[Required actions]:
- A) Do these statements agree with the ballet review below? (i) Vladimir Iznov is 26 years old and comes from Irkutsk in Siberia. (ii) The reviewer saw the company's Nutcracker before Christmas. (iii) The Vaganova Academy was formerly the Kirov School. Answer yes or no for each, and quote the words of the review that decide it.
- B) Set down the passage of the ballet review below between "When the company" and "the Kirov School.", inclusive.

[Passage provided]:
---------------

Gala Performance - Stars of the St Petersburg Ballet Theatre - Brighton Dome - Thursday December 27 2007
A LENGHTY sighting of a new dancer who could increase the content of royalty among the St Petersburg Ballet Theatre's principals will be possible during their current winter tour.
When the company imaginatively used Act 2 of Giselle to lend a substantial entree to a programme of shorter items from various classical ballets, the main male role of Albrecht introduced to me Vladimir Iznov.
Having been unable to catch the SPBT's Nutcracker before Christmas, this was my first sighting of this 26-year-old from Irkutsk in Siberia. He is on his debut tour with SPBT, and is yet another of the company's products from the city's Vaganova Academy - formerly the Kirov School.

---------------

[Given data]:
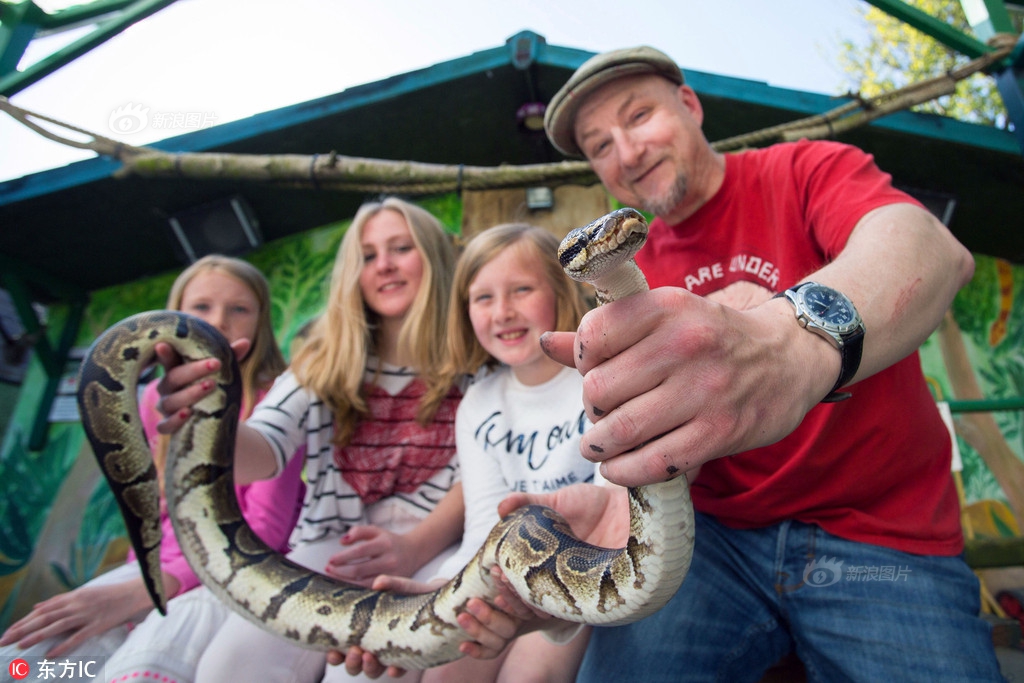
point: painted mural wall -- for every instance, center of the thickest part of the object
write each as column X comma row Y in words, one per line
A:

---------------

[Written answers]:
- A)
(i) Yes: "this 26-year-old from Irkutsk in Siberia"
(ii) No: "Having been unable to catch the SPBT's Nutcracker before Christmas"
(iii) Yes: "the city's Vaganova Academy - formerly the Kirov School"

- B)
When the company imaginatively used Act 2 of Giselle to lend a substantial entree to a programme of shorter items from various classical ballets, the main male role of Albrecht introduced to me Vladimir Iznov.
Having been unable to catch the SPBT's Nutcracker before Christmas, this was my first sighting of this 26-year-old from Irkutsk in Siberia. He is on his debut tour with SPBT, and is yet another of the company's products from the city's Vaganova Academy - formerly the Kirov School.